• _READING TEXT_:
An intriguing collection of amputation sets, old photographs, a nineteenth century pharmacy and more are showcased in the Medical History Museum.
An entire pharmacy, which one dispensed ailments to wealthy Londoners, has been plonked inside the museum. Established in about 1850, the Savory and Moore Pharmacy operated near Buckingham Palace for over a hundred years before being shipped to the Medical History Museum. The exhibit is kept as close as possible to the pharmacy's original set-up, complete with archaic equipment and nineteenth century medicines.
Plenty of quirky relics of medical history are on show- entire display cases are dedicated to surgical tools and microscopes from as early as the 1800s. Vintage doctors' bags, pharmaceutical scales, and old stomach pumps are among the endless historical paraphernalia to peruse. There is even a collections of quackery items, including electrical vibrators which were once prescribed to women suffering hysteria, and pills spruiked as miracle cure-alls.
An old medicine chest on display at the Medical History Museum.
The museum, which is owned by the University of Melbourne, originally focused on just the history of Melbourne Medical School. However, the museum now encompasses the Australian Medical Association collection, which gives a more general history of local medicine.
Located on level two of Melbourne University's Brownless Biomedical Library, the museum welcomes both students and members of the public to view the extensive collection. The free exhibition is open from Monday to Friday, 10am to 4pm. If you've planned your trip in advance and want to squeeze more knowledge out of the experience, you can book a guided tour of the museum.
There are plenty more fascinating things to see at Melbourne University- they boast endless cultural collections relating to studies offered at the university. Rare books, historic maps and historic music instruments are just a few of the collections available for perusal by the general public.

• _DATASET EXCERPTS_:
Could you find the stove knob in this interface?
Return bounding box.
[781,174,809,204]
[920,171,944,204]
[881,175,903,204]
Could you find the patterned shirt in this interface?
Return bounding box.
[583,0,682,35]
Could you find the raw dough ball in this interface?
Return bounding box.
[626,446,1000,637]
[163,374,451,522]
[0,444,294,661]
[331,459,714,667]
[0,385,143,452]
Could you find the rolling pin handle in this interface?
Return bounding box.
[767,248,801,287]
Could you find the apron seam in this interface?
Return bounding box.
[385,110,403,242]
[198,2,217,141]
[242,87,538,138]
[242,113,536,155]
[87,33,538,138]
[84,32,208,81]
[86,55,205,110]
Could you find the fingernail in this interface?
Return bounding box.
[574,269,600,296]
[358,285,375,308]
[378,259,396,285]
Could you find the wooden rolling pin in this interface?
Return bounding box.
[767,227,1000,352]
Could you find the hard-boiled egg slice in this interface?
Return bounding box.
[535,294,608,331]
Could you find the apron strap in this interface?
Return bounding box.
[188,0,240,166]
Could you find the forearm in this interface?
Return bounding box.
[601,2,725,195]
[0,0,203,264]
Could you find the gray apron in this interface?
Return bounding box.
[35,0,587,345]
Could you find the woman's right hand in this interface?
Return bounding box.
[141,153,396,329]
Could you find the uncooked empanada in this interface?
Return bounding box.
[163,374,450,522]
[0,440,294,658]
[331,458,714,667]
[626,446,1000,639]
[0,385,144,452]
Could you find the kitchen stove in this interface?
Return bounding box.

• _EXERCISE REQUIREMENTS_: Return, word for word, the part of the Medical History Museum text that runs from "Plenty of quirky" up to and including "of local medicine.".

• _RESULT OF THE TASK_:
Plenty of quirky relics of medical history are on show- entire display cases are dedicated to surgical tools and microscopes from as early as the 1800s. Vintage doctors' bags, pharmaceutical scales, and old stomach pumps are among the endless historical paraphernalia to peruse. There is even a collections of quackery items, including electrical vibrators which were once prescribed to women suffering hysteria, and pills spruiked as miracle cure-alls.
An old medicine chest on display at the Medical History Museum.
The museum, which is owned by the University of Melbourne, originally focused on just the history of Melbourne Medical School. However, the museum now encompasses the Australian Medical Association collection, which gives a more general history of local medicine.